- What you should do -
For each statement, state whether it agrees with the passage on decision-making practice, answering yes or no and quoting the passage's deciding words: (a) there is compelling evidence that decision-making competence can be gained through practice; (b) building theoretical understanding should preferably start while still at medical school; (c) the simulation scenario should involve the same people as the normal working environment.
*** Opening of Exercise text ***
Is it possible to boost your decision-making competence through practice?
It is difficult to investigate how people make decisions in real-life situations characterised by uncertainty, urgency and inadequate information. Attempts to deconstruct such complexities tend to oversimplify the reality we want to study. Consequently, there is no compelling evidence to suggest that decision-making competence can be gained through practice. Despite inadequate corroboration, it does however seem reasonable to assume that such practice has an effect. For example, airlines and operational military units have long considered decision-making competence to be a key skill (1–6).
It has been suggested that in a medical context, such training might include theory classes combined with simulations and, most importantly, implementation in day-to-day practice (3, 4).
Having a basic understanding of decision theory entails being familiar with important decision-making models, the sources of error that influence us, and how we can prevent the bias they cause. Theoretical understanding can be built through self-study of relevant literature, discussion with colleagues and/or different forms of training – preferably starting while still at medical school (3, 4). This will provide a common framework of concepts and definitions.
Simulations and exercises have won an important place in medical training. There are training models that are, in addition to their purely medical content, intended to specifically provide practice in employing cognitive strategies (6). The simulation scenario should emulate our normal working environment and involve the same people. Case histories and feedback should deal with issues such as how clinical information is perceived, ignored and prioritised. This stimulates conscious choices and meta cognition: Why am I thinking the way I do (6)?
*** Close of Exercise text ***
*** Opening of Excerpted data ***
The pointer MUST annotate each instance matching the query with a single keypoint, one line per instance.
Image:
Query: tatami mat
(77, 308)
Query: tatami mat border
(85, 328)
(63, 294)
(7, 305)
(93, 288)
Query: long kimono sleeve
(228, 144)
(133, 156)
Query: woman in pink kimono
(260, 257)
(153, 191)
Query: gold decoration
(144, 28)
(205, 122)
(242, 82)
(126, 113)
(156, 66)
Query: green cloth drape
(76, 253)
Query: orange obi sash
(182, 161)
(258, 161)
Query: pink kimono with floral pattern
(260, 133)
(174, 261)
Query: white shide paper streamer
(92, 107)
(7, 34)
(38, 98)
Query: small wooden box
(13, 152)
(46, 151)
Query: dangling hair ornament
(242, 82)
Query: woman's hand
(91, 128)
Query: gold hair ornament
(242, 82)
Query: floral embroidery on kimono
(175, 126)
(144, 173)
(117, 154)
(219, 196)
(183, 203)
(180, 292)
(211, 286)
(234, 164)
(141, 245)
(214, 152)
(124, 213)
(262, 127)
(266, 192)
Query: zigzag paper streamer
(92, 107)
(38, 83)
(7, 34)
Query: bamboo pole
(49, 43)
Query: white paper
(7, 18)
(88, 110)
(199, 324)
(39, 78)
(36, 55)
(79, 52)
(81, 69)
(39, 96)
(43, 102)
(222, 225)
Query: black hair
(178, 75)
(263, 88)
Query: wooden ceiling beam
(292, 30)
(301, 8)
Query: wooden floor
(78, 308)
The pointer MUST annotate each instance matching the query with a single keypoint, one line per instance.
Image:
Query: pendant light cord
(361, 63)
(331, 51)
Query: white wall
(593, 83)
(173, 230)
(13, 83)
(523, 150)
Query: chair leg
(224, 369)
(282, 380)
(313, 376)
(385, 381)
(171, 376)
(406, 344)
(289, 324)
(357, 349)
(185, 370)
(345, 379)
*** Close of Excerpted data ***
- Written reply -
(a) No: "there is no compelling evidence to suggest that decision-making competence can be gained through practice."
(b) Yes: "preferably starting while still at medical school."
(c) Yes: "The simulation scenario should emulate our normal working environment and involve the same people."